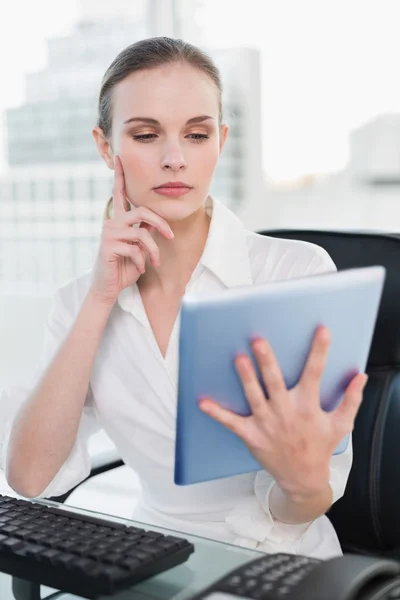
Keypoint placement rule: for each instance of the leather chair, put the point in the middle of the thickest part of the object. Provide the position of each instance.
(365, 518)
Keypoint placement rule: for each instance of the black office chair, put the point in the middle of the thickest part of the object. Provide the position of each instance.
(366, 518)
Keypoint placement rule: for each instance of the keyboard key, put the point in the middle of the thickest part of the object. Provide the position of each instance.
(93, 556)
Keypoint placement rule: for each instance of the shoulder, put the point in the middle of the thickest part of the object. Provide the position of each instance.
(274, 259)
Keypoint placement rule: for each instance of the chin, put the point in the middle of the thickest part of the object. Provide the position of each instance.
(174, 209)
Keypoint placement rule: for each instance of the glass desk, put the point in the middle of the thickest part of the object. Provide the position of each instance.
(210, 561)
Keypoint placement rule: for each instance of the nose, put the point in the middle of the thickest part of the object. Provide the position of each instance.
(173, 159)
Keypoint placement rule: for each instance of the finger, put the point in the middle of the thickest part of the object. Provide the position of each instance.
(145, 215)
(130, 251)
(227, 418)
(311, 378)
(347, 410)
(251, 386)
(270, 372)
(119, 192)
(142, 237)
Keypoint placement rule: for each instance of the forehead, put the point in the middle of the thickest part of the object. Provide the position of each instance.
(175, 90)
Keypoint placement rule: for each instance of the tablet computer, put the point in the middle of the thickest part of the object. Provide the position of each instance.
(216, 326)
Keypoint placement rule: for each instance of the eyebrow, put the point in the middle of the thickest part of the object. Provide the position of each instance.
(150, 121)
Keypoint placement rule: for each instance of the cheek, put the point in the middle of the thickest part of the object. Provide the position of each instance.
(204, 162)
(137, 165)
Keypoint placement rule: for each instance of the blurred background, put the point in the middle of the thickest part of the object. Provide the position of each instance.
(312, 97)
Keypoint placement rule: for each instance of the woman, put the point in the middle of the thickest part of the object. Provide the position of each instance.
(111, 347)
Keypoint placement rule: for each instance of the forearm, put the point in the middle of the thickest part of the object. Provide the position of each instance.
(296, 508)
(46, 425)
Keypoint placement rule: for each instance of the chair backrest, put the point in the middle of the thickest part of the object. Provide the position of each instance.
(367, 517)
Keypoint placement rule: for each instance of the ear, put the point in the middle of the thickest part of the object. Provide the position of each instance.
(223, 134)
(104, 147)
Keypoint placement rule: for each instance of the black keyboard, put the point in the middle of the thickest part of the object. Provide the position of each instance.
(81, 554)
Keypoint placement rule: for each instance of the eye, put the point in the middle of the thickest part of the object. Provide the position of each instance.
(199, 137)
(145, 137)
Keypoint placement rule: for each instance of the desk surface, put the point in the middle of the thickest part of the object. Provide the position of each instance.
(210, 561)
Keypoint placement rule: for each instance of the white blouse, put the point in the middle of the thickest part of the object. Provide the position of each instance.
(133, 397)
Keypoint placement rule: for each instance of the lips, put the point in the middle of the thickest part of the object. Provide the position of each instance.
(173, 189)
(173, 184)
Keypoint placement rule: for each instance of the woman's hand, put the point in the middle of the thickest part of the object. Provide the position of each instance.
(288, 433)
(123, 248)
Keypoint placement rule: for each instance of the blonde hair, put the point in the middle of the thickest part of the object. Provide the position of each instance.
(149, 54)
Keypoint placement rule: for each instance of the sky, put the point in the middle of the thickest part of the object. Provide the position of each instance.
(327, 67)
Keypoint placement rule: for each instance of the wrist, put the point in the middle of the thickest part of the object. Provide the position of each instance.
(100, 301)
(308, 488)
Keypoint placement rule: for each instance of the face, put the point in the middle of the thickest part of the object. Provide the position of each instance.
(165, 129)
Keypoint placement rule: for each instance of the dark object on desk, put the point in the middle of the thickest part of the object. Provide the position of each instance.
(290, 577)
(81, 554)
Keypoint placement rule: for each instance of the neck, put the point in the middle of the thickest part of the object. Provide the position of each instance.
(178, 256)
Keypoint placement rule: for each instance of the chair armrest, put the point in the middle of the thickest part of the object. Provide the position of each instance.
(105, 461)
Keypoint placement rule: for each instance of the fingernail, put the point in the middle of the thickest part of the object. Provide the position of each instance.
(260, 347)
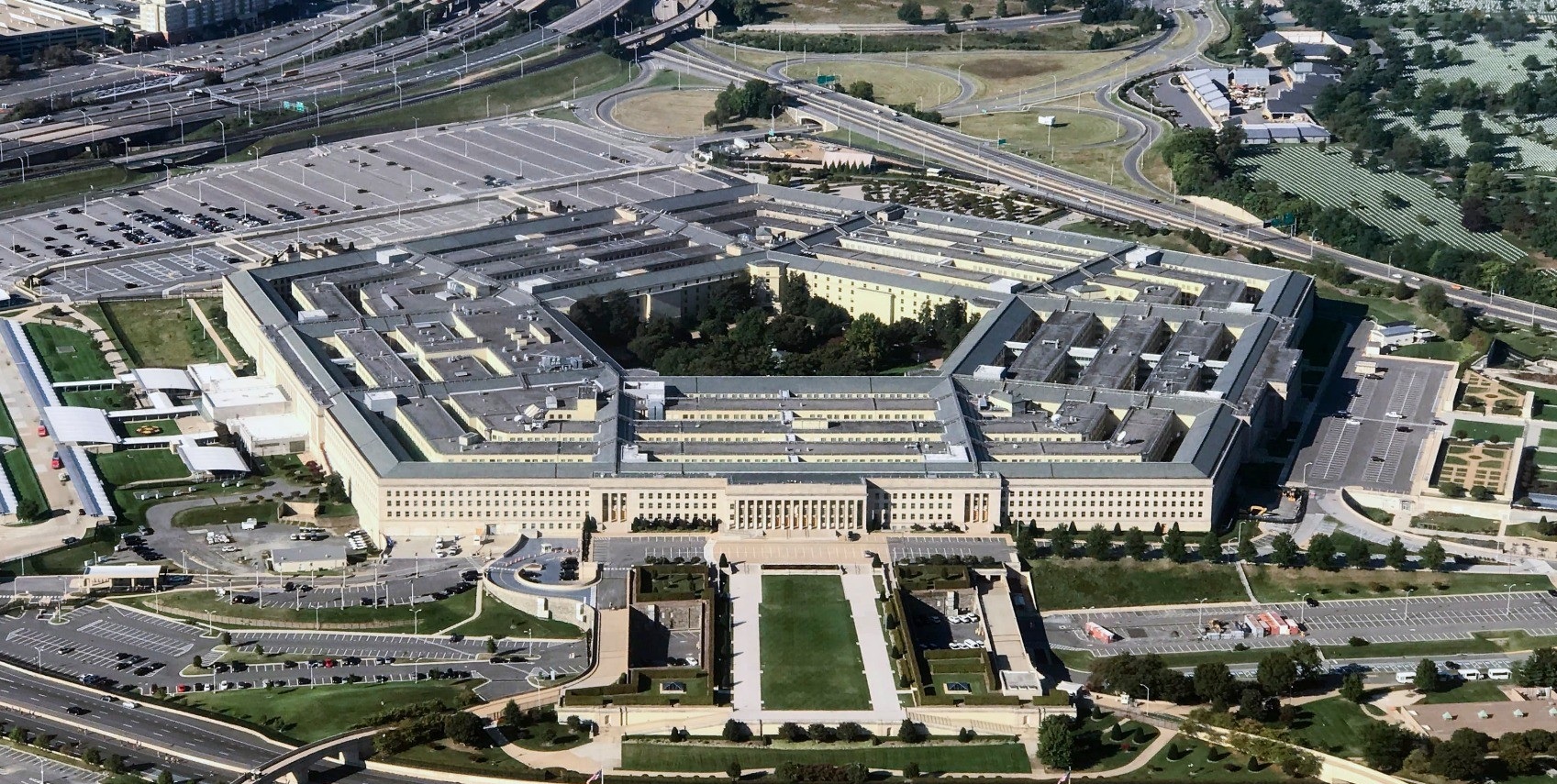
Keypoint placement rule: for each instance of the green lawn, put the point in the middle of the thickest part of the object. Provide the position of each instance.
(810, 652)
(69, 355)
(931, 758)
(159, 333)
(502, 621)
(105, 399)
(1331, 725)
(1456, 523)
(1084, 582)
(267, 512)
(139, 466)
(1273, 584)
(386, 620)
(1186, 759)
(1485, 431)
(1467, 691)
(310, 714)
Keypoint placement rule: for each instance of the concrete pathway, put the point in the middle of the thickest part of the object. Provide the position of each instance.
(746, 666)
(860, 590)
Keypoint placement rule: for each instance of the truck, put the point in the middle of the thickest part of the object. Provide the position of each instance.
(1098, 632)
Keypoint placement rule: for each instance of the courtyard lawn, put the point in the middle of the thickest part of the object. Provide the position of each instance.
(139, 466)
(1485, 431)
(388, 620)
(267, 512)
(1467, 691)
(498, 620)
(931, 758)
(310, 714)
(1084, 582)
(69, 355)
(810, 654)
(161, 333)
(1273, 584)
(1331, 725)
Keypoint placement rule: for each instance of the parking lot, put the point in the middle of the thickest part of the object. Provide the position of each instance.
(400, 185)
(1331, 623)
(1371, 430)
(902, 547)
(136, 652)
(22, 767)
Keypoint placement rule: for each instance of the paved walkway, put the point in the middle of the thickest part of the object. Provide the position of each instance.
(860, 590)
(746, 666)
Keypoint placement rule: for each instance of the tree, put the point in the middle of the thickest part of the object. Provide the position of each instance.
(1285, 549)
(1277, 672)
(1351, 688)
(1056, 743)
(1462, 756)
(1062, 540)
(1358, 554)
(1396, 554)
(1174, 547)
(1386, 745)
(1213, 683)
(1099, 545)
(1433, 554)
(1427, 680)
(511, 717)
(1135, 545)
(1251, 705)
(1210, 547)
(1322, 553)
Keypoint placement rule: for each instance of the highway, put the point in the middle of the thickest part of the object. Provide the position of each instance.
(1074, 192)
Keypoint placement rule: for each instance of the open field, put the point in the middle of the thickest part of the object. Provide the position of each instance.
(17, 466)
(1330, 178)
(69, 355)
(267, 512)
(894, 84)
(1002, 73)
(159, 333)
(1084, 582)
(139, 466)
(808, 647)
(665, 112)
(931, 758)
(1331, 725)
(312, 714)
(498, 620)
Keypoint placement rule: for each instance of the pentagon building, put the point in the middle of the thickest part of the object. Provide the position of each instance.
(1105, 383)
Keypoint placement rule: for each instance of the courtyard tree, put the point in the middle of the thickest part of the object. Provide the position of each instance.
(1056, 743)
(1174, 547)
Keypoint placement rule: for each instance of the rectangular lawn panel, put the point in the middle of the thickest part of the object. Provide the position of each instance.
(810, 650)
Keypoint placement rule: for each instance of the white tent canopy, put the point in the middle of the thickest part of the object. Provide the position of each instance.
(80, 425)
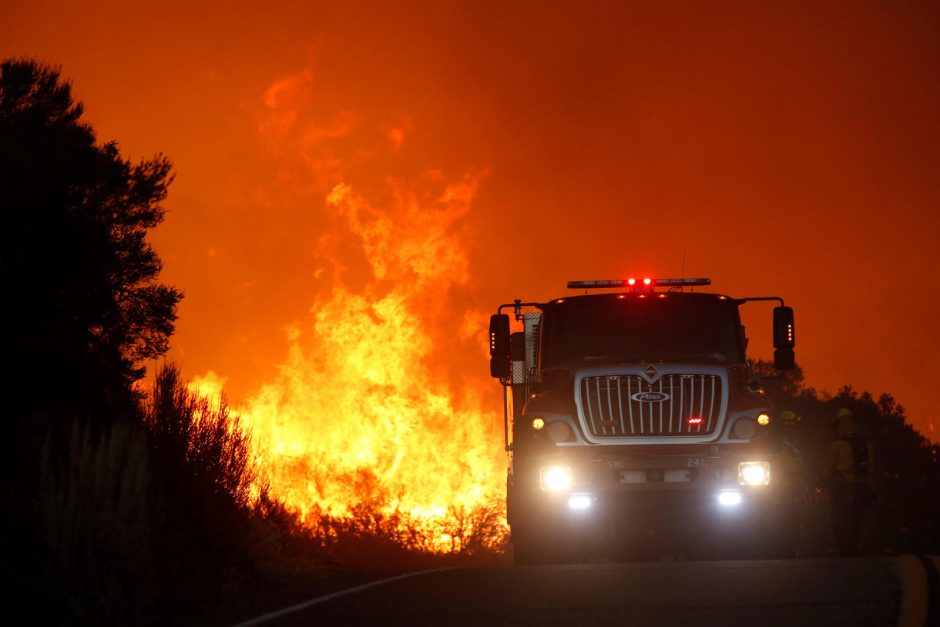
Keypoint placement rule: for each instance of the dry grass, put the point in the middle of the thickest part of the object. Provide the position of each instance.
(95, 512)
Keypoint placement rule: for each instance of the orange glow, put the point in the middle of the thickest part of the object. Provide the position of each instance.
(358, 414)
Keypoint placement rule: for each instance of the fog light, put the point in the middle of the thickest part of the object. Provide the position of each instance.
(555, 478)
(580, 501)
(754, 473)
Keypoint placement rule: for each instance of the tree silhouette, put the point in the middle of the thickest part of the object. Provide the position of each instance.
(83, 308)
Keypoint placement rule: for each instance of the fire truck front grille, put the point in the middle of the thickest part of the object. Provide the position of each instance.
(620, 406)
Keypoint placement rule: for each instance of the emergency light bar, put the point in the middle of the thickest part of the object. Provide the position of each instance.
(608, 283)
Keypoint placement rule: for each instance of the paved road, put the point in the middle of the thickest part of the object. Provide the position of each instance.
(794, 593)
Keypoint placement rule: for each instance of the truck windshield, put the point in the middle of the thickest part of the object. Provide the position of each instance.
(608, 330)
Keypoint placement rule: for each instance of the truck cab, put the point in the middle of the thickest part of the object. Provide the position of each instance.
(635, 426)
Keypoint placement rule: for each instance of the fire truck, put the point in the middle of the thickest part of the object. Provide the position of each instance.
(635, 425)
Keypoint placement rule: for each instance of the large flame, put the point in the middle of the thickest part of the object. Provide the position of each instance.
(364, 411)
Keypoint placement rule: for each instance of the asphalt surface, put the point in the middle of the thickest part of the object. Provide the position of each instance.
(830, 592)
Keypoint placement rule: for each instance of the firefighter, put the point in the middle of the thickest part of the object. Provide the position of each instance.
(845, 474)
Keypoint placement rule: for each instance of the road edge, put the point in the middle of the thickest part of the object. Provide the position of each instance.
(263, 618)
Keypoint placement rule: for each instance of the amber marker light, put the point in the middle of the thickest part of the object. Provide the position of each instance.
(555, 478)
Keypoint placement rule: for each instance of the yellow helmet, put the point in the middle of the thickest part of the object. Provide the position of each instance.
(842, 412)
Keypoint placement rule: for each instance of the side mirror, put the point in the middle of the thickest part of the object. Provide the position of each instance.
(500, 366)
(784, 338)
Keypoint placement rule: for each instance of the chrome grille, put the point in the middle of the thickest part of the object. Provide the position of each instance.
(614, 406)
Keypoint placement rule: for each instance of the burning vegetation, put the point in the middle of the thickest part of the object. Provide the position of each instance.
(359, 424)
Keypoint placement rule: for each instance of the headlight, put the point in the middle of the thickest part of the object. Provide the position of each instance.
(555, 478)
(754, 473)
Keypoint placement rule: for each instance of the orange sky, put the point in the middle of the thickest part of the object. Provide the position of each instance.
(782, 150)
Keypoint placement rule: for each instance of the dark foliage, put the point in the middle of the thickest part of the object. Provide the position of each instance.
(906, 474)
(83, 305)
(202, 459)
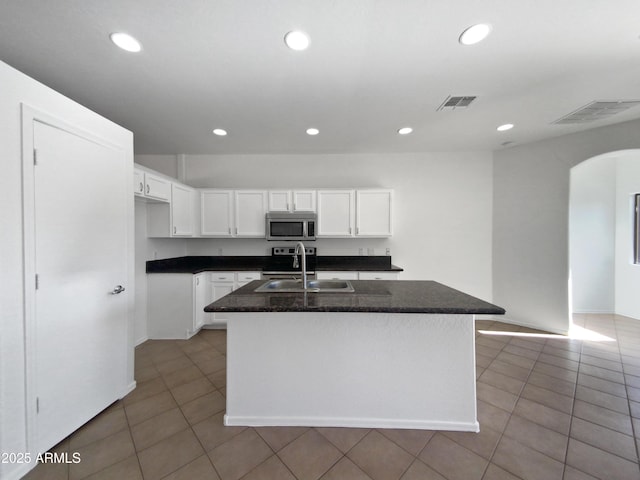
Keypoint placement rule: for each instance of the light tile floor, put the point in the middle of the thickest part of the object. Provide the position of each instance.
(549, 408)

===============

* [Requirement]:
Turn the part of the items above that opens with the line containing "Keypoint placement rule: for each instance of the green" and closes with the line containing "(1098, 632)" into a numbered list, both of those lines included and blank lines left out.

* [Output below]:
1. Keypoint placement rule: for each instance of the green lawn, put the point in the middle of the thickest part of the object. Provide the position of each instance.
2. (810, 652)
3. (69, 355)
4. (931, 758)
5. (159, 333)
6. (502, 621)
7. (105, 399)
8. (1331, 725)
9. (1456, 523)
10. (1084, 582)
11. (267, 512)
12. (139, 466)
13. (1273, 584)
14. (386, 620)
15. (1186, 759)
16. (1485, 431)
17. (1467, 691)
18. (310, 714)
19. Keypoint placement rule: for each instance of the concrete pathway, put the point in the middle of the thickest part of the object. Provide the position of each instance.
20. (746, 666)
21. (860, 590)
22. Keypoint placement rule: for each instance of the truck, put the point in the middle of the thickest part of the object. Provide the position of each instance.
23. (1098, 632)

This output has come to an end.